SELECTED EXCERPT —
· · · ·

# EVGA GeForce RTX 2070 Super FTW3 Ultra



## W1zzard (Jul 9, 2019)

EVGA's RTX 2070 Super FTW3 Ultra uses a strong 10-phase VRM. Coupled with the highest power limit of all RTX 2070 Super cards reviewed today, the card ensures you won't hit the power limiter in gaming or overclocking. EVGA also added the important idle-fan-stop feature the Founders Edition lacks.

*Show full review*


----------



## Jism (Jul 9, 2019)

This is just a refresh with slight higher clocks. 5700XT is pretty close to the 2070 Super.


----------



## ZoneDymo (Jul 9, 2019)

super.....ftw....ultra..... dear lord that is a ridiculous name


----------



## metalfiber (Jul 9, 2019)

Hey a bios switch. Somebody, try to flash this thing to a 2080 Super.


----------



## wheresmycar (Jul 9, 2019)

Forget the performance, forget the features, forget the value comparisons, I JUST ABSOLUTELY LOVE THE MASCULINITY OF THAT CHUNKY PORN GRILL. From an aesthetics point of view, for me, this beats RGB any day of the week. That's about it really, can't afford the bugger 

66C on load+OC.....I'm a 360MM FAN!!


----------



## Mescalamba (Jul 9, 2019)

Hm, guess my Titan Xp will be still fine for a while. Cmon Intel, make some noise..


----------



## jesso2k (Jul 10, 2019)

"EVGA has overclocked their RTX 2070 Super STRIX OC by +45 MHz rated boost, to 1815 MHz"... EVGA's got their fingers in everything lol.


----------



## Dcole (Jul 10, 2019)

This was a really great review. It has made me feel a lot better about getting the EVGA RTX 2070 Super Blower Style Card. There is Zero Reason to buy the Higher end one when you can only expect 2 - 3% increase in performance in overclocking. I needed the blower style because the Chassis I have does not have a good internal Thermals since it was originally a Lenovo Prebuilt that I have modified with upgrading Power Supply, CPU, Memory Upgraded, and Graphics Card.


----------



## danbert2000 (Jul 10, 2019)

Jism said:


> This is just a refresh with slight higher clocks. 5700XT is pretty close to the 2070 Super.



That couldn't be further from the truth. The 2070 Super is a slightly cut down 2080. Which means it has a lot more CUDA cores and a higher clock (2560 vs 2304, 1620 MHz vs 1770 MHz).From the review:
"AMD recently released the Navi-based Radeon RX 5700 XT—the EVGA FTW3 Ultra is 12% faster."

12% is a whole new bracket of performance.


----------



## Chrispy_ (Jul 11, 2019)

I don't understand why people would pay $80 extra for a factory overclock. 

Pay $110 extra and just get a 2080 instead which is significantly faster, and that's at bone-stock speeds. If you want to overclock _that,_ it has *far more headroom* than an inferior SKU that's already overclocked.

· · · ·

EXTRACTED INFORMATION —

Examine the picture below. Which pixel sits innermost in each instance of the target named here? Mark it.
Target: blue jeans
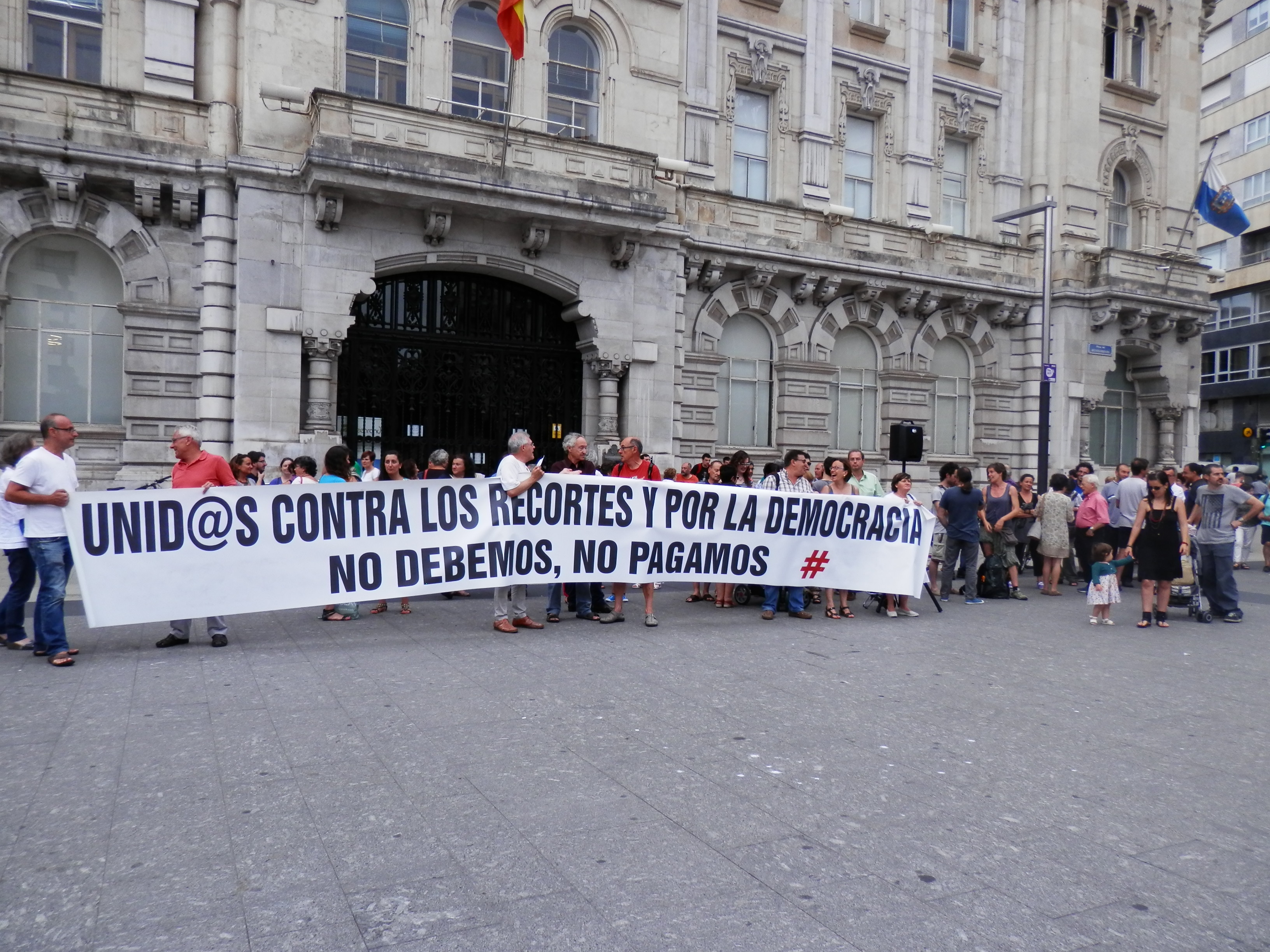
(1217, 577)
(774, 592)
(53, 558)
(581, 597)
(22, 581)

· · · ·

According to the forum thread about the EVGA RTX 2070 Super FTW3 Ultra, which feature did EVGA add that the Founders Edition lacks? Rely only on the forum thread about the EVGA RTX 2070 Super FTW3 Ultra, not on the records.

THE ANSWER — The idle-fan-stop feature.